• **Descripción del ejercicio**:
Reproduce textualmente el fragmento del texto sobre la renovación peronista que comienza en "Desde el punto" y termina en "ideológica del peronismo.".

Desde el punto de vista ideológico, en cambio, el contenido de la renovación peronista era menos claro en su contraste con el de la vieja ortodoxia partidaria. Es reveladora una definición que solía ofrecer Cafiero cuando era requerido por el periodismo acerca de los contornos y alcances de la renovación: “Renovar, como sugiere la expresión, es devolver algo a su estado original”. En otras palabras, el peronismo renovador era más un cambio de mando en el control sobre la organización partidaria y el proceso de nominación de candidaturas que un cambio sustancial en la orientación ideológica del peronismo.
De aquel proceso político surgieron emergentes que hablaban a las claras de hasta qué punto el peronismo renovador implicaba más una definición sobre el “cómo” que sobre el “qué” de la política: el proceso renovador llevó a la presidencia de la Nación a Carlos Saúl Menem, uno de los fundadores de esa corriente, y a la cámara de diputados a políticos como De la Sota, Grosso, Jorge Matzkin, Miguel Ángel Toma y “Chacho” Álvarez pero también a economistas como Guido Di Tella y Domingo Cavallo, más tarde canciller y ministro de Economía, respectivamente, de Menem.

• **Datos registrados**:

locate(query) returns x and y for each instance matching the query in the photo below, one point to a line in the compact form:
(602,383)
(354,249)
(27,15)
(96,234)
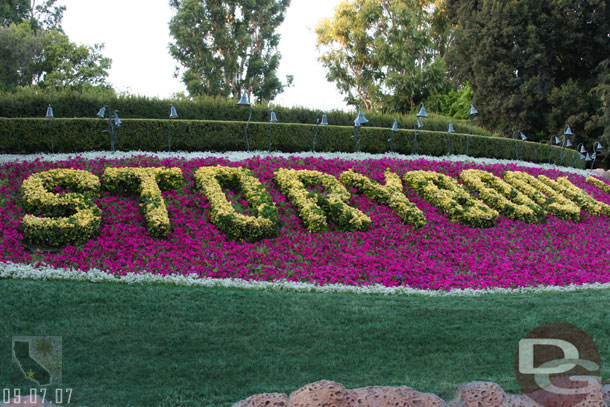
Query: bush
(79,135)
(70,104)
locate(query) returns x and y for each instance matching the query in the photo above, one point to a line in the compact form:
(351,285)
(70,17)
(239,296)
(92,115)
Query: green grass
(172,346)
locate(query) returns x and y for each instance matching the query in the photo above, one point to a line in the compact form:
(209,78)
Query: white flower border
(29,272)
(242,155)
(47,273)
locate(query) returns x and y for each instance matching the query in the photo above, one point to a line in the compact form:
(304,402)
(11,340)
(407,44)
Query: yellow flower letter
(451,198)
(501,196)
(314,207)
(543,195)
(390,195)
(265,222)
(148,182)
(578,196)
(68,218)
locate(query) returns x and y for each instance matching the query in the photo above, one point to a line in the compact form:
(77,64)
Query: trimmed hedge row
(80,135)
(74,105)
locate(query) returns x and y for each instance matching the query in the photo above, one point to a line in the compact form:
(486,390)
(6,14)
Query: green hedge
(69,104)
(79,135)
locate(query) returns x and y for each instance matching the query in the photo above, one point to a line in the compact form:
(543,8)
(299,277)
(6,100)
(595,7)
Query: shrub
(79,135)
(59,219)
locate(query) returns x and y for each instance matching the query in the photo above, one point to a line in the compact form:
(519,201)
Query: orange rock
(319,394)
(479,394)
(264,400)
(384,396)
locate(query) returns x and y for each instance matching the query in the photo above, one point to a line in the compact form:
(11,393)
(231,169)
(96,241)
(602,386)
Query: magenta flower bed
(441,255)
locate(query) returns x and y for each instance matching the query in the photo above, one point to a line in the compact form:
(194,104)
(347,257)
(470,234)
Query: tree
(47,59)
(381,54)
(45,16)
(228,45)
(530,62)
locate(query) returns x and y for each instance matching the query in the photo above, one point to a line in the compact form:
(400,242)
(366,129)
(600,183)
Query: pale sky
(136,37)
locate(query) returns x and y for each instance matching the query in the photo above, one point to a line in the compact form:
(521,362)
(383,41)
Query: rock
(476,394)
(512,400)
(264,400)
(319,394)
(385,396)
(479,394)
(593,399)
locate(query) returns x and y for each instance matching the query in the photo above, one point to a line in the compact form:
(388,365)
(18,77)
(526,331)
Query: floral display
(148,183)
(55,219)
(465,242)
(391,194)
(265,220)
(335,203)
(501,196)
(544,195)
(452,198)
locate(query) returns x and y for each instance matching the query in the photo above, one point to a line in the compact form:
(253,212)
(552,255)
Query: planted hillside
(70,104)
(81,135)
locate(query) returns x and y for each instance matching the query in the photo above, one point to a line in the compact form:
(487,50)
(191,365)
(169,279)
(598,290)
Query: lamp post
(583,153)
(324,122)
(394,131)
(245,102)
(49,116)
(597,147)
(172,115)
(566,142)
(553,140)
(471,115)
(522,136)
(419,125)
(113,124)
(359,121)
(272,120)
(450,130)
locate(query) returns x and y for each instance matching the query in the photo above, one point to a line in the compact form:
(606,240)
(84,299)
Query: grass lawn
(172,346)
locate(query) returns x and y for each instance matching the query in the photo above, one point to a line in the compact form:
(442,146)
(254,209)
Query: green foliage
(228,46)
(87,101)
(48,59)
(380,53)
(530,62)
(78,135)
(45,16)
(452,102)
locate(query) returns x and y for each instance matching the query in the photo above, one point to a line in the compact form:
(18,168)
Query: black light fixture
(394,131)
(472,113)
(319,123)
(566,142)
(597,147)
(450,131)
(324,120)
(245,102)
(49,116)
(172,115)
(522,136)
(582,151)
(419,125)
(272,120)
(554,140)
(113,124)
(359,121)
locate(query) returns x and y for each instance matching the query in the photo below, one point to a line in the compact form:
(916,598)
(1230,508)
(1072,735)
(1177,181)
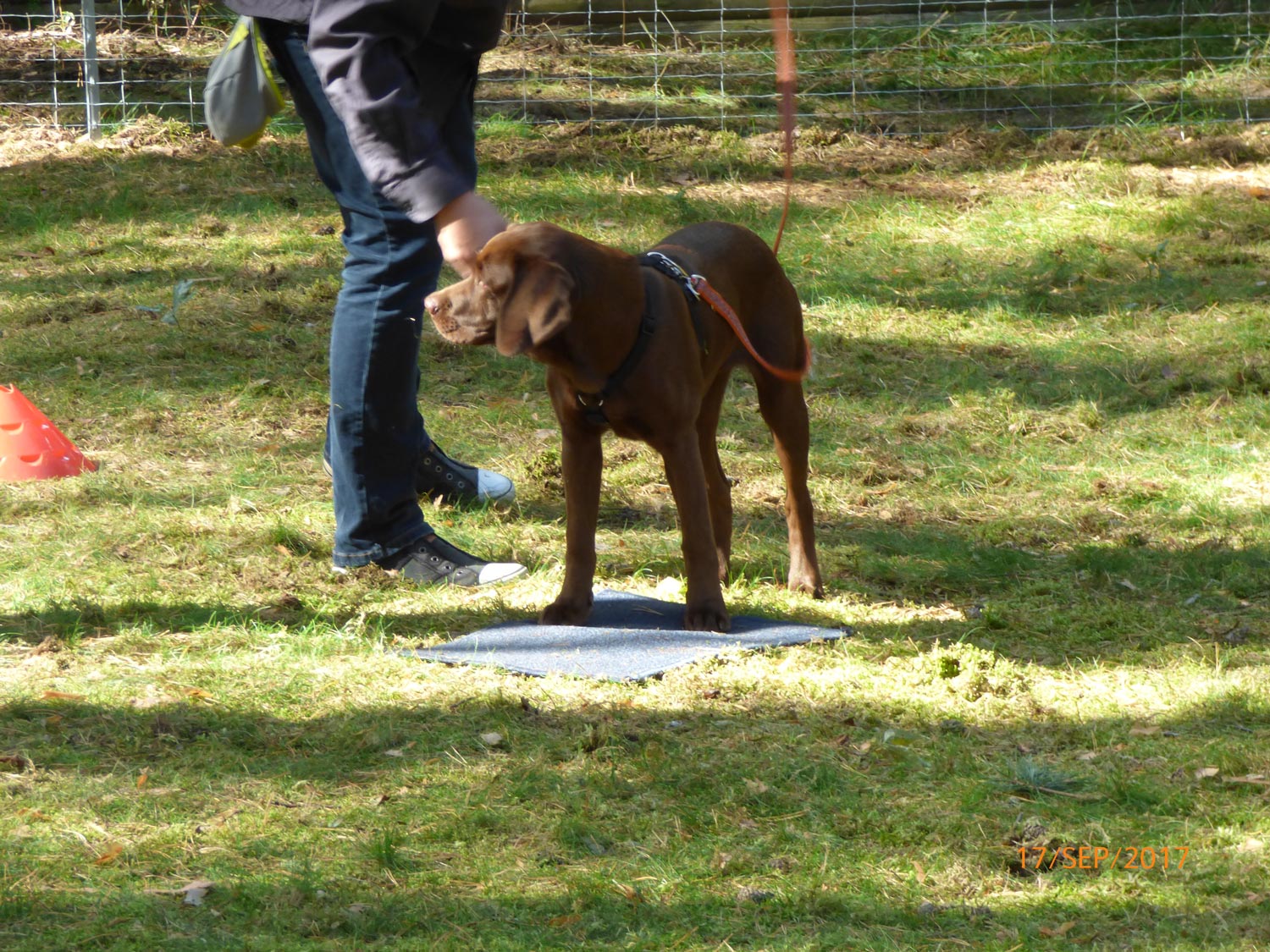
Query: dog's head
(516,297)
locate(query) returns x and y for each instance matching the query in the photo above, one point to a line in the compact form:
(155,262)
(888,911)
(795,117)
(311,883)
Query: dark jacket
(398,73)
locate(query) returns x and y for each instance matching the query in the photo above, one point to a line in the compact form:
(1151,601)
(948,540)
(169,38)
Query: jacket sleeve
(400,74)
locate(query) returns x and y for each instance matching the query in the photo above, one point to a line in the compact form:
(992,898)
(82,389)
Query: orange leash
(701,289)
(782,37)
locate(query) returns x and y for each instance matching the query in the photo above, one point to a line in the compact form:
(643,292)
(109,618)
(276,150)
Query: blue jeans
(375,433)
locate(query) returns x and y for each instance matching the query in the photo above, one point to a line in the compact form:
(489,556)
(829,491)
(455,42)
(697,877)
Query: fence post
(93,103)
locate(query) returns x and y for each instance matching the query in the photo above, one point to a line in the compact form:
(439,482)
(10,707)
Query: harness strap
(594,404)
(672,269)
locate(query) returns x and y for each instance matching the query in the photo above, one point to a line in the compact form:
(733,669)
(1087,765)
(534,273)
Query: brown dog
(627,348)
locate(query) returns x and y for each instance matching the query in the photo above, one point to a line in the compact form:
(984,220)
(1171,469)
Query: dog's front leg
(582,461)
(683,470)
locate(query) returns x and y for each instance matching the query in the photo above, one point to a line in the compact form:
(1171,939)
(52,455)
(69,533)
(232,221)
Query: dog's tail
(782,37)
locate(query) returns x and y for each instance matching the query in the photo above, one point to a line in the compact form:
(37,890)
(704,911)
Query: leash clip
(671,268)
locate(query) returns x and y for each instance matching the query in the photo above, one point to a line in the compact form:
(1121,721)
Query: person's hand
(462,228)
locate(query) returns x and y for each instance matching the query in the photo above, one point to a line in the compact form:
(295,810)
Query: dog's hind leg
(785,411)
(718,489)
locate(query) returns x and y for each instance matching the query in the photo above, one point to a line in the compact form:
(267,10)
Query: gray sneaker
(433,561)
(457,484)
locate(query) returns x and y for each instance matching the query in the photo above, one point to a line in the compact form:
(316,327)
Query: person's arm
(398,73)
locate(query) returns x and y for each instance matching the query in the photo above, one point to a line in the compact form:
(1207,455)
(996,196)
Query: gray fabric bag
(240,96)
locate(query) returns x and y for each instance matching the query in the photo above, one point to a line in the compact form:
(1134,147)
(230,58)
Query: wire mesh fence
(899,66)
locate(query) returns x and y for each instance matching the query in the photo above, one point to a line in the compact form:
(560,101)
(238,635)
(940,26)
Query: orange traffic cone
(30,447)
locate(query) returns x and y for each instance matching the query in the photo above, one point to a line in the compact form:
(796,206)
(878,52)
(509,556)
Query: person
(385,89)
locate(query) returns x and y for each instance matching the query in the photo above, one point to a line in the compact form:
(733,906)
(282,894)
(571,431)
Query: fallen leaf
(1058,931)
(629,893)
(192,893)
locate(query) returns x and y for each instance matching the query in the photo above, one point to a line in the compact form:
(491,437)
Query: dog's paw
(808,584)
(561,612)
(706,617)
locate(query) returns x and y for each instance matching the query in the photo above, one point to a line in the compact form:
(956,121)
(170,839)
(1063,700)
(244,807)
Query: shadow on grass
(277,911)
(1036,603)
(604,795)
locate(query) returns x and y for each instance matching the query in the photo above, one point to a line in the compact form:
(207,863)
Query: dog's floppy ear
(536,307)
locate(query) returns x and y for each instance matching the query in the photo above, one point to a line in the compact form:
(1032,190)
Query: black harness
(594,404)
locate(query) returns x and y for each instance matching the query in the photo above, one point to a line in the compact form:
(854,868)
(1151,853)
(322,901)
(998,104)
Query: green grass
(1039,410)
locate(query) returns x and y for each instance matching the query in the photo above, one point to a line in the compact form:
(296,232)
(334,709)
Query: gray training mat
(627,637)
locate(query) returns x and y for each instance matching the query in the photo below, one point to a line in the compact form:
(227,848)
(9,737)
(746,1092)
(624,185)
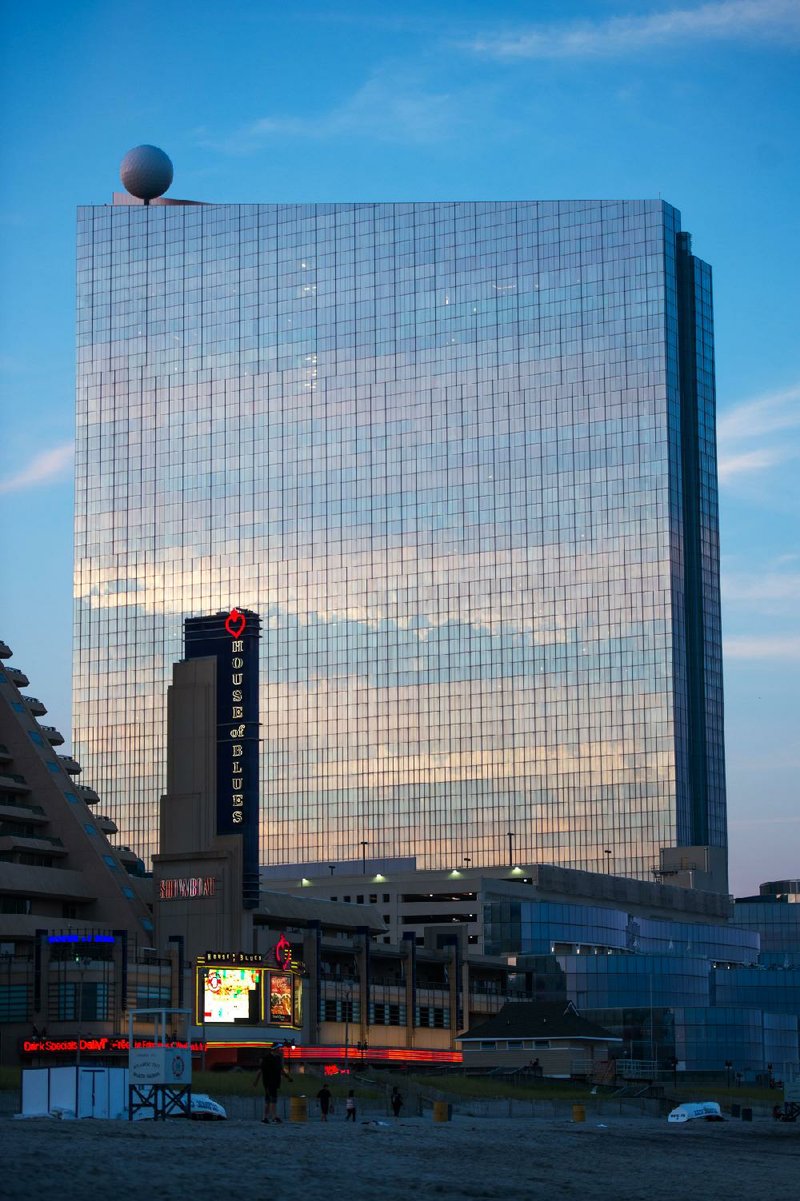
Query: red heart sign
(234,623)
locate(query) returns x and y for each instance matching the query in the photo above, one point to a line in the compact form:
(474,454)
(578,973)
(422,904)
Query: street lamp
(82,963)
(348,996)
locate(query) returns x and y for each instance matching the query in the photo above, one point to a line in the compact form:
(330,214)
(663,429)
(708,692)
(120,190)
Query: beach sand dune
(624,1159)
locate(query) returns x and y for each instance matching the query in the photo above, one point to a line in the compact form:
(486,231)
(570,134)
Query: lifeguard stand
(160,1067)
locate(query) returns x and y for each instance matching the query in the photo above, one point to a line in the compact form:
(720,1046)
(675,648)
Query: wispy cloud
(763,587)
(770,419)
(733,21)
(763,646)
(389,107)
(48,467)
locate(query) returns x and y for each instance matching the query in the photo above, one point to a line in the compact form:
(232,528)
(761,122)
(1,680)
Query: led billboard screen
(231,995)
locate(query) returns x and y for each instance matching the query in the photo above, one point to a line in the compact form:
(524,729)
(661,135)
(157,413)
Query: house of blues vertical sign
(232,639)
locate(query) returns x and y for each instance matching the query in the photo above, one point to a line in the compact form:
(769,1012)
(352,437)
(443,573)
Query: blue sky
(275,102)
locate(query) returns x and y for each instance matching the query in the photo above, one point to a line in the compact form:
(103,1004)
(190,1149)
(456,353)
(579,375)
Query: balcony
(41,843)
(18,811)
(126,855)
(53,736)
(12,782)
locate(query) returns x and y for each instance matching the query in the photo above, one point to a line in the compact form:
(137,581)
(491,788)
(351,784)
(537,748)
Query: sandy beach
(625,1159)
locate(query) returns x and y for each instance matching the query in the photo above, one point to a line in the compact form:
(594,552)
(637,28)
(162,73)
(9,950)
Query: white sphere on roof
(145,172)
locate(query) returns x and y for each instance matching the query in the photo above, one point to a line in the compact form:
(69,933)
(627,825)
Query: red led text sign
(187,886)
(99,1046)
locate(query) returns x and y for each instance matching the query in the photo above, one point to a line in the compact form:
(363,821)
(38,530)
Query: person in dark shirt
(272,1071)
(324,1097)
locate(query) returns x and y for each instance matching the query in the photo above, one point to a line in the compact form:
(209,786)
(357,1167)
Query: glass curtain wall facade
(460,458)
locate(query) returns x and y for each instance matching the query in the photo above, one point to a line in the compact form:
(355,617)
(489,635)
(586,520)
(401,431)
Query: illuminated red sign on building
(236,623)
(282,952)
(187,886)
(99,1046)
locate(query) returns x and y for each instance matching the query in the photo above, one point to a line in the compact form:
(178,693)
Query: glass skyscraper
(460,459)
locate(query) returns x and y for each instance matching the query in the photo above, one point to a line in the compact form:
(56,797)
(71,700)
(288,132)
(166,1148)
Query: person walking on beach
(324,1097)
(270,1071)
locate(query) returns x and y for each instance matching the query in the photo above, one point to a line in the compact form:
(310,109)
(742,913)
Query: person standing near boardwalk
(272,1070)
(324,1098)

• **Respuesta a continuación**:
Desde el punto de vista ideológico, en cambio, el contenido de la renovación peronista era menos claro en su contraste con el de la vieja ortodoxia partidaria. Es reveladora una definición que solía ofrecer Cafiero cuando era requerido por el periodismo acerca de los contornos y alcances de la renovación: “Renovar, como sugiere la expresión, es devolver algo a su estado original”. En otras palabras, el peronismo renovador era más un cambio de mando en el control sobre la organización partidaria y el proceso de nominación de candidaturas que un cambio sustancial en la orientación ideológica del peronismo.